====== Text excerpt ======

This Share Investment Agreement (this “Agreement”) is entered into as of this ________ day of ________________________ 2022, by and between the Company and the Investor. (Company and Investor are herein referred to individually as a “Party” and collectively as the “Parties.”)
Investor has agreed to purchase from Company, and Company has agreed to sell to Investor, 20 % of the shares held by the Company as of the date of this agreement which shares shall vest monthly for 12 months as follows;
Shares in the company shall vest in favor of the Investor at 1.6% for 11 months and on the 12 month 2.4 %.
In addition to the above, the Parties have agreed that the Investor shall leverage his network, help with the growth strategy and contributes to the overall process of the company.
Now, Therefore, in consideration of the premises and mutual covenants contained herein and in the Agreement, the Parties agree as follows:
SCOPE OF THE AGREEMENT
Upon execution of this agreement the Investor shall provide relevant services to the Company in accordance with this agreement.
The Company is entitled to, at its sole discretion, initiatives such as requiring the Investor to facilitate the business development for the purpose of engaging into any business activities.
REPRESENTATIONS AND WARRANTIES OF COMPANY
Company hereby represents and warrants to the Investor as follows:
Company has full power, capacity and right to execute and deliver this Agreement and to perform its obligations hereunder.
This Agreement has been duly executed and delivered by Company and constitutes the valid and binding agreement of Company enforceable against Company in accordance with its terms, except as such enforceability may be limited by bankruptcy, insolvency, reorganization, moratorium and other similar laws relating to creditors rights or general principles of equity.
Company is the record and beneficial owner of the Shares free and clear of any Liens. At the Closing, Company will transfer and deliver to Investor good and valid title to the Shares free and clear of any Lien.
No approval, authorization, consent or filing is required by the Company in connection with the execution, delivery and performance of this Agreement by Company, except as may be required under the Securities Exchange Act of 1934.
The execution, delivery and performance of this Agreement by Company does not contravene or conflict with any material agreement, contract or other instrument, or any law, rule, regulation, order or decree, binding upon or applicable to the Company.
REPRESENTATIONS AND WARRANTIES OF THE INVESTOR
Investor hereby represents and warrants to Company as follows:
Investor has full power, capacity, authority and right to execute and deliver this Agreement and to perform his obligations hereunder.

====== Entries supplied ======

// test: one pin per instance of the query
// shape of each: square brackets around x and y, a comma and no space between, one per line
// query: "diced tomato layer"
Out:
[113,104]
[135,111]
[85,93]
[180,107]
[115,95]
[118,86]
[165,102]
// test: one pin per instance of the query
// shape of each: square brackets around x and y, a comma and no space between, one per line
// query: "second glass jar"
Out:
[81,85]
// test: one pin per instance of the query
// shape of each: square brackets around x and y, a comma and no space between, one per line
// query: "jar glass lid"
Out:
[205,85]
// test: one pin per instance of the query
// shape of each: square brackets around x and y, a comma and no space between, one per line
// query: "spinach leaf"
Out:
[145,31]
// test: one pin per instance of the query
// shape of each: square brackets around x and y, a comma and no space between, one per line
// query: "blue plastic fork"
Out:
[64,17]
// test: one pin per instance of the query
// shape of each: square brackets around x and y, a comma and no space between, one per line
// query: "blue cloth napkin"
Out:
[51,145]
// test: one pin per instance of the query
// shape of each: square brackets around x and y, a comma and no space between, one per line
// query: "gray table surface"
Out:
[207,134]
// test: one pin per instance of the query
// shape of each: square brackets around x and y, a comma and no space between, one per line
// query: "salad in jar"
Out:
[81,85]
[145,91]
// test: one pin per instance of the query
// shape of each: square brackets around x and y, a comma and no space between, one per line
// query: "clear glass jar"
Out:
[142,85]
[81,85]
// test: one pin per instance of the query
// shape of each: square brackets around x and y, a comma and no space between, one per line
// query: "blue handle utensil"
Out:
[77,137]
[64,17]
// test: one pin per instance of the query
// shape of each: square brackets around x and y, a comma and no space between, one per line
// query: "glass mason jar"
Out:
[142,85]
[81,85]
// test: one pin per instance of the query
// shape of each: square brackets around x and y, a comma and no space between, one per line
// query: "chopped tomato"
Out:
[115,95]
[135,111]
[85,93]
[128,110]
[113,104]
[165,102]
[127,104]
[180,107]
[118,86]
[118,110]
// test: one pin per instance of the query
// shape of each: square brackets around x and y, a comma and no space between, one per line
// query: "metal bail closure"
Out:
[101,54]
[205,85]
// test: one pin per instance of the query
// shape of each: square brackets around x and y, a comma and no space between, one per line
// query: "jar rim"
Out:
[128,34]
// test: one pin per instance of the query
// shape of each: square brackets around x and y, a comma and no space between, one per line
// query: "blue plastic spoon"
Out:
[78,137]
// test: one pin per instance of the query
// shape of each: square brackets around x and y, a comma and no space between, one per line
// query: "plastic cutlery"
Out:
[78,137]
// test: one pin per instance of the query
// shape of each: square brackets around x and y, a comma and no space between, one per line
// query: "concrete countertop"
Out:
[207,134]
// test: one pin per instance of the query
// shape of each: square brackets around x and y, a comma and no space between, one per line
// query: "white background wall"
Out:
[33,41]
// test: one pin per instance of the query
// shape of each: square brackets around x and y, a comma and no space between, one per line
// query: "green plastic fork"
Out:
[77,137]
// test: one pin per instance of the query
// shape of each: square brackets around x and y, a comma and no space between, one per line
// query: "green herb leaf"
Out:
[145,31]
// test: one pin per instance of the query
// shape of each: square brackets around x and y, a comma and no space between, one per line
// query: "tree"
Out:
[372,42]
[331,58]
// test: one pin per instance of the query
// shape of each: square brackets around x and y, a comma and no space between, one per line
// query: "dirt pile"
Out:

======

▶ **Work to complete**:
A. In the share investment agreement, which law is named as a possible exception to the statement that the Company needs no approval, authorization, consent or filing?
B. Return the passage of the share investment agreement between "No approval, authorization, consent" and "Act of 1934.", inclusive.
C. Supply the next part of the share investment agreement, picking up after its final sentence.

▶ **Answers**:
A. The Securities Exchange Act of 1934.

B.
No approval, authorization, consent or filing is required by the Company in connection with the execution, delivery and performance of this Agreement by Company, except as may be required under the Securities Exchange Act of 1934.

C.
This Agreement has been duly authorized by all necessary action and constitutes the valid and binding agreement of Investor enforceable against Investor in accordance with its terms, except as such enforceability may be limited by bankruptcy, insolvency, reorganization, moratorium and other similar laws relating to creditors rights or by general principles of equity.
No approval, authorization, consent or filing is required in connection with the execution, delivery and performance of this Agreement by Investor, except as may be required under the Securities Exchange Act of 1934, as amended.
The execution, delivery and performance of this Agreement by Investor does not contravene or conflict any material agreement, contract or other instrument, or any law, rule, regulation, order or decree, binding upon or applicable to Investor.
Either Party may Terminate this agreement upon giving the other party no less than 60 days’ notice in writing.
The Company may terminate this Agreement at any time if the Investor fails to leverage his network, help with the growth strategy and contributes to the overall process of the company, and/or does not comply with the terms of the terms and conditions herein.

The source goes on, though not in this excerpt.